§ TEXT PASSAGE
━━━━━━

This was great, since I could download and read things faster than ever. But that also meant that feature creep started showing up. Big time. Since practically everyone on the Internet had faster access speeds, it is only natural that we don’t have to design pages to work for dial-up speeds any more. And that means that we can put lots of pictures and sounds and things on sites.

But why stop there? We can design our own unique interface, we can change how the browser looks and behaves, we can have actual artists design pages so that they don’t look like some weirdo with an HTML primer just slapped a few elements together and called it a webpage. We can make pages interactive, dynamic, semantec, other things, probably. And, we don’t have to be constrained by image size or color depth, we can generate rich multimedia experiences for each and every one of our viewers. It’s exciting!

And all of those things are exciting, and can be useful. But, as the kids say, at the end of the day, most of the time, what I’m looking for on the Internet is text. Text to read, process, and understand so that I can learn something, and a lot of times those extra things are either get in the way or are just distracting me from my main goal: to read, process, and understand content so that I can learn something.

When I rediscovered Lynx and found that it not only had Gopher support, but that it was still actively maintained and developed, I thought that it might be fun to try and make Lynx my main browser. Or, at least, a browser that I use more often than ‘almost never’. To do that, I faced a couple of challenges.

━━━━━━

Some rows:
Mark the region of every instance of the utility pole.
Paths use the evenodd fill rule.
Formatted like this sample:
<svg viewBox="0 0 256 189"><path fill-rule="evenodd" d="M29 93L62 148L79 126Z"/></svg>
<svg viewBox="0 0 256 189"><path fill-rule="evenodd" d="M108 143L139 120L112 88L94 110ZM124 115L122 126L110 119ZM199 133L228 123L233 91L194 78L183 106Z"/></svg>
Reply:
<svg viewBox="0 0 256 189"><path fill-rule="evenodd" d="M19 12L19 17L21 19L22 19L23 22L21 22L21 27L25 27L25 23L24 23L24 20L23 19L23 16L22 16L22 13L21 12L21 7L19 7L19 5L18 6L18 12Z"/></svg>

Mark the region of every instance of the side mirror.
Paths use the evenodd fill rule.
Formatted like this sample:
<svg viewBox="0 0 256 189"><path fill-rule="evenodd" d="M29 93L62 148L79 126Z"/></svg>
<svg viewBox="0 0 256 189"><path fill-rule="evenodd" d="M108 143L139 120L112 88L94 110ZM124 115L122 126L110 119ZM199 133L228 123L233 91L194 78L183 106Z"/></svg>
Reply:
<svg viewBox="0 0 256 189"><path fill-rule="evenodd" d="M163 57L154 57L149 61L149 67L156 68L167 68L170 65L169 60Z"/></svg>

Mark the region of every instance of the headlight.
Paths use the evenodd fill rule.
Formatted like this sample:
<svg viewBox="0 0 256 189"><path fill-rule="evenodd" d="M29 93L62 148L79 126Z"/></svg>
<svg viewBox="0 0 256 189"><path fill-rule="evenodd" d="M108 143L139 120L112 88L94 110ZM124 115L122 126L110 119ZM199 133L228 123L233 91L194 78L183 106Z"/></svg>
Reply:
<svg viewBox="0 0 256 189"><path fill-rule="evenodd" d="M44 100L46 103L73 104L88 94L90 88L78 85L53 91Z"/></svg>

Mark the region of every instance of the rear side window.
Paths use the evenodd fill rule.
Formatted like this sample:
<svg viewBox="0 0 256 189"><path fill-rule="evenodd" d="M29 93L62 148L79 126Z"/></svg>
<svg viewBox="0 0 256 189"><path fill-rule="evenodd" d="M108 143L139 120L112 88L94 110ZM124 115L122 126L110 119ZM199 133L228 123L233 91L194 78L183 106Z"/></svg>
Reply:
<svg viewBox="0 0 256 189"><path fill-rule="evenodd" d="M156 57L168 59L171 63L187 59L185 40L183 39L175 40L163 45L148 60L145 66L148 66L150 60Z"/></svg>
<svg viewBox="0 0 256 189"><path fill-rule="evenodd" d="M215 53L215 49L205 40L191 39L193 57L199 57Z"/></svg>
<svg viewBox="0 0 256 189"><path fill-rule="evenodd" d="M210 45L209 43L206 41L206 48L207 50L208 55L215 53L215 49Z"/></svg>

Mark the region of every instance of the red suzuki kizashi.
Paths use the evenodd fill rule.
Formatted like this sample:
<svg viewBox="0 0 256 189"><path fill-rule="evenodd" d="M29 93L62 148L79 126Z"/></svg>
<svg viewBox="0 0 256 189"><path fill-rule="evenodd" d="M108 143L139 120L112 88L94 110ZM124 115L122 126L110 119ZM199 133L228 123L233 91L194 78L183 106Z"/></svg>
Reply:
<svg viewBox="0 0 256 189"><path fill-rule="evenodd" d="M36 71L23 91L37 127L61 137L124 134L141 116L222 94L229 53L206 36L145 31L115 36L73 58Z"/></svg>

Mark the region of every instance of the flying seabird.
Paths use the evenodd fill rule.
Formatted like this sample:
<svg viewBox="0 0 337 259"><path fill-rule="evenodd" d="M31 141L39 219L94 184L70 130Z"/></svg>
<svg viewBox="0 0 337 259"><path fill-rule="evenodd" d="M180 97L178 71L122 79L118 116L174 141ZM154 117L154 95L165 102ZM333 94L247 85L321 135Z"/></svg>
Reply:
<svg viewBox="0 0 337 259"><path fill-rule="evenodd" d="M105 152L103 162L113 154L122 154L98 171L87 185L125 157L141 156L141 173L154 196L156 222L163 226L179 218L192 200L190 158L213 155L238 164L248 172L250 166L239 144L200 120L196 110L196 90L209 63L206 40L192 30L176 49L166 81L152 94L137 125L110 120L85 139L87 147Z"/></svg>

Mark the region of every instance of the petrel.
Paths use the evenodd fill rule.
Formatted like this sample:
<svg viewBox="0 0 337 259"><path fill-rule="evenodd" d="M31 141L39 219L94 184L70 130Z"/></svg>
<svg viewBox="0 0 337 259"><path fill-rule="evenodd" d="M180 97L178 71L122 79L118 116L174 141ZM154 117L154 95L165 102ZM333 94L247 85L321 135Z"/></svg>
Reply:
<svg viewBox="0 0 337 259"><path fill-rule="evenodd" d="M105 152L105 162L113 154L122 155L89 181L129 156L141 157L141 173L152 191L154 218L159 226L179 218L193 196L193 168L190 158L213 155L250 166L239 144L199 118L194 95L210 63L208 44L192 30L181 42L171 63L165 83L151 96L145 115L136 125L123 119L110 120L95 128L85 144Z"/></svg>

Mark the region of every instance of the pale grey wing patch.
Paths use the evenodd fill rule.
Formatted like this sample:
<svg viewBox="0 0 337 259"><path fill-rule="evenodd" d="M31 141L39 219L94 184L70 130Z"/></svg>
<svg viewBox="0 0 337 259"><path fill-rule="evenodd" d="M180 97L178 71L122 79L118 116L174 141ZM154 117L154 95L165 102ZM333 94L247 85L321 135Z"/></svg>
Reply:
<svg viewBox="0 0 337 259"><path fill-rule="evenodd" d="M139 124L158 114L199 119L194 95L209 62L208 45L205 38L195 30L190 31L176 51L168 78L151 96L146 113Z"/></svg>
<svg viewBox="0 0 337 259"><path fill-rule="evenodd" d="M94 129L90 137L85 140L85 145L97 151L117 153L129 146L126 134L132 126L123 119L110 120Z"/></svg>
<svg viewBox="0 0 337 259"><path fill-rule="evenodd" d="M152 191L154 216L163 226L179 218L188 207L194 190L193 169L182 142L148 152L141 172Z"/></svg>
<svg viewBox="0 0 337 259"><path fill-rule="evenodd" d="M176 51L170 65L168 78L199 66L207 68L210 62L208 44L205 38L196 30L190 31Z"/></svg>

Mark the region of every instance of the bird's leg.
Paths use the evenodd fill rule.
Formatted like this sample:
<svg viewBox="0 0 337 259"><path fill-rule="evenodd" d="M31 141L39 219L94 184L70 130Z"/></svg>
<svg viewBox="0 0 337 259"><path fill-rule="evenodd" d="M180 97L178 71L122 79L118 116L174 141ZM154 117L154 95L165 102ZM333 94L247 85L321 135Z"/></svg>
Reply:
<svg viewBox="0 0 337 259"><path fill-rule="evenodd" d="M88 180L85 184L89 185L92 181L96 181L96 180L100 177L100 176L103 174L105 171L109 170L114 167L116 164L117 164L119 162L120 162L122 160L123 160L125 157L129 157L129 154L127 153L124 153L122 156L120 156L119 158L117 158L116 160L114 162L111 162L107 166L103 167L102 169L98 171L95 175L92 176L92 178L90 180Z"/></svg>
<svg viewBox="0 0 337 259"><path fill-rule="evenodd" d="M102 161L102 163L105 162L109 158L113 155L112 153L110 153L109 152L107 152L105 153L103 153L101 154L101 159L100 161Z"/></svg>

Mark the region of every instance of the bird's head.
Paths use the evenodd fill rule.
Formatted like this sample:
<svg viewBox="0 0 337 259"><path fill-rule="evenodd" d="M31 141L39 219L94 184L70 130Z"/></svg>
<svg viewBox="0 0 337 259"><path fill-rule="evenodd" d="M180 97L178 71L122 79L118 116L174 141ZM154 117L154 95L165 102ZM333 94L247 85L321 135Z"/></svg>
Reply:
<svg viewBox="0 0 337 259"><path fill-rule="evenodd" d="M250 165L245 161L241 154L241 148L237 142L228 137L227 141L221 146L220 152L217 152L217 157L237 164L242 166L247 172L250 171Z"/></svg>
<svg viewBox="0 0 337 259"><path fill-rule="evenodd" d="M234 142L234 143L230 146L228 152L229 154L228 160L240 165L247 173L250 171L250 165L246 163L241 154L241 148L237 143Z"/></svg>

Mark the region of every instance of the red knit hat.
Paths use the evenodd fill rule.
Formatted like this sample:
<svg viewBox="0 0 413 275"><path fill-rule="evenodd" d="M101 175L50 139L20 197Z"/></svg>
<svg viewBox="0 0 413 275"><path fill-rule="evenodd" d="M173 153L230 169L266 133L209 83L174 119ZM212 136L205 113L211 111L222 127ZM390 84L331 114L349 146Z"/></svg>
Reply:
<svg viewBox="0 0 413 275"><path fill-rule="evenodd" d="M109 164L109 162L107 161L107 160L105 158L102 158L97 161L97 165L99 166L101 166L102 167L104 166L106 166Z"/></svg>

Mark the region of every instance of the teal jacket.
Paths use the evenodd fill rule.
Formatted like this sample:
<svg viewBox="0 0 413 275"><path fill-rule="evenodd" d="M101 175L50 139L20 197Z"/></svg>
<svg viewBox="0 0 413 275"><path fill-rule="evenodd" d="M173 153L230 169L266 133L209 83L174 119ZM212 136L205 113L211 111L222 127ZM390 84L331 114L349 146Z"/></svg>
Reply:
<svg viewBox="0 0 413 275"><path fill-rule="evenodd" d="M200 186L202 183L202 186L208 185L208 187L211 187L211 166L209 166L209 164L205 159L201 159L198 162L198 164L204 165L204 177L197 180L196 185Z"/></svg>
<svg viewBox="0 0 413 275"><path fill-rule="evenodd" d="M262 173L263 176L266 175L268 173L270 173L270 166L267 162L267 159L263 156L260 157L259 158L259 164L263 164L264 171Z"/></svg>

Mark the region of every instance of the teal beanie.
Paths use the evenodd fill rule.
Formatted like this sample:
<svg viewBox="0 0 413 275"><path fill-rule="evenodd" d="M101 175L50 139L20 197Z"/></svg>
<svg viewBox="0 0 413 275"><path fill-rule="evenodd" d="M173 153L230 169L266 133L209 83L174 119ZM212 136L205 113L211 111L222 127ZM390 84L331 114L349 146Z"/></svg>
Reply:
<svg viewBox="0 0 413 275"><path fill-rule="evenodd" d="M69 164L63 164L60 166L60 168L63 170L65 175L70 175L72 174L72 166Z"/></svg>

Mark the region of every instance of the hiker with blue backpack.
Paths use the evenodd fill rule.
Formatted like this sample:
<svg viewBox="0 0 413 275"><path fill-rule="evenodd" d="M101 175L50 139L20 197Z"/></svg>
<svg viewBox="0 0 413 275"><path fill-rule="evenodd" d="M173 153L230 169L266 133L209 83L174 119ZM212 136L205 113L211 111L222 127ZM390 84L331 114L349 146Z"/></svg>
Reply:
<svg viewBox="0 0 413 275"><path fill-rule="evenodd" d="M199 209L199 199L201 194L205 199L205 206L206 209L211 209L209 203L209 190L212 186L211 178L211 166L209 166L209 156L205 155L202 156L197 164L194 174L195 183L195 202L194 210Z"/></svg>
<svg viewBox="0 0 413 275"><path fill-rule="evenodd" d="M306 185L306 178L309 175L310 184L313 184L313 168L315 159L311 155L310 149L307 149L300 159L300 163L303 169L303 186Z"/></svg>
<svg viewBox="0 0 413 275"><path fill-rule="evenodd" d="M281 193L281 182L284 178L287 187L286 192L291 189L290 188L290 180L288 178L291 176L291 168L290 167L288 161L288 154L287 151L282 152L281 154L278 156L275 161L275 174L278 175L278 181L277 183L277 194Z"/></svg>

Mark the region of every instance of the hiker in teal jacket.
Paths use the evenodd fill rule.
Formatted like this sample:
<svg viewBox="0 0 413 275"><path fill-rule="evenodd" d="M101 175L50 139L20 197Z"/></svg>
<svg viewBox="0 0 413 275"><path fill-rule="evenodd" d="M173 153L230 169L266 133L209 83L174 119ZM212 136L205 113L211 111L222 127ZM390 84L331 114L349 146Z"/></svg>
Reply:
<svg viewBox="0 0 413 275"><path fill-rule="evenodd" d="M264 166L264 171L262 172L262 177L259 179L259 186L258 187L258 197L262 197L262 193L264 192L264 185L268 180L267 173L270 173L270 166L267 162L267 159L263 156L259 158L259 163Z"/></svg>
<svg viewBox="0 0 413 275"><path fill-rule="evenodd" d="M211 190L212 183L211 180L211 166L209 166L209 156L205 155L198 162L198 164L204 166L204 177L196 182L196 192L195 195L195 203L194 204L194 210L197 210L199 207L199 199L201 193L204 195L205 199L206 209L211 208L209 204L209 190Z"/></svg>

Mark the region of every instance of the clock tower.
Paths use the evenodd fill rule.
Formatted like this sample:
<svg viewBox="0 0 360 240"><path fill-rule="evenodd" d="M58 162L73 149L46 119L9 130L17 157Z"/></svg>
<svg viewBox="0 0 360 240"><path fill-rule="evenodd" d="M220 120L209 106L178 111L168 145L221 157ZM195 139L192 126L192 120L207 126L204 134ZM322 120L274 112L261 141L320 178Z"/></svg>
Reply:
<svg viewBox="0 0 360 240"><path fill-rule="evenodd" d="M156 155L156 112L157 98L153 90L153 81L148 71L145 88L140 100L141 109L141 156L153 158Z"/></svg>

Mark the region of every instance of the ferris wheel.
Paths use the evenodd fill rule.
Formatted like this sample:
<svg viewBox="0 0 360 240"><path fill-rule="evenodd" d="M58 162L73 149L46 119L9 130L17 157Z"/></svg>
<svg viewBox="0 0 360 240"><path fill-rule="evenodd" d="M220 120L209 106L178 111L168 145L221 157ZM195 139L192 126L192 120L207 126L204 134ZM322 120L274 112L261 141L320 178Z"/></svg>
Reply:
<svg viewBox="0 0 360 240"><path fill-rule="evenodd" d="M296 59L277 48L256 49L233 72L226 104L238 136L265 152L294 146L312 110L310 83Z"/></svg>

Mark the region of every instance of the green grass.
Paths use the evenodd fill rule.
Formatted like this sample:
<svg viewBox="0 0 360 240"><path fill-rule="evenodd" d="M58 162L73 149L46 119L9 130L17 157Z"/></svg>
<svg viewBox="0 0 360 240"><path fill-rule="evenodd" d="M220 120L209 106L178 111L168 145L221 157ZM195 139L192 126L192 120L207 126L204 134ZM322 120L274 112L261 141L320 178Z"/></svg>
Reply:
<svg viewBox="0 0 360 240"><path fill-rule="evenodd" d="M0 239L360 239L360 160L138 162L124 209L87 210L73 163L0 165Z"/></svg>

━━━━━━

§ EXERCISES
1 – According to the passage about web browsing and Lynx, what is the writer looking for on the Internet most of the time?
2 – Continue the passage about web browsing and Lynx from the point where it stops.

§ EXPECTED RESPONSES
1 – Text.

2 –
Challenge 1: My RSS Reader

Up until very recently, I never did much with RSS readers. I figured if I wanted to see what a site was doing, I would just, you know, go to that site occasionally. But, when Google Reader shut down, several of my friends lamented its passing, and that got me thinking I should maybe give this RSS thing a try. So, I downloaded a copy of Tiny Tiny RSS, which appears to be a good product with a jackass for a project manager. So, I’ve been meaning to move away from TTRSS as a newsreader. I figured, if Lynx, a text-based web browser, is still under active development, surely there are other command line utilities out there that might be able to do something as simple as reading a newsfeed right?

Right.

The thing I chose was something called Newsbeuter. Newsbeuter is a reader that is stupidly easy to set up and configure, has lots of options, can automatically refresh feeds at whatever interval I want, and it looks like this:

Using Newsbeuter to check out some Steam sale or other

Using Newsbeuter to check out some Steam sale or other

Now, isn’t that beautiful?

I have all of the relevant information that I need in an easily digestible form. There are lots of keyboard shortcuts (too many to go into here), so if I want to open the article, I can hit ‘o’ and it opens in my current web browser (Lynx, natch), if I want to go to my next unread article, I just hit ‘n’, if I want to mail the article to someone, I can just… er… hm.

Challenge 2: My email client

For a while, I’ve been using Gmail hosting for most of my email needs, it’s good, but if you try to do much with your email from a text-based browser, it may not work well, especially if you have two-factor authentication turned on (and I hope that you do). Also, Pine was discontinued quite some time ago, so that’s not really an option, either.

Enter Mutt.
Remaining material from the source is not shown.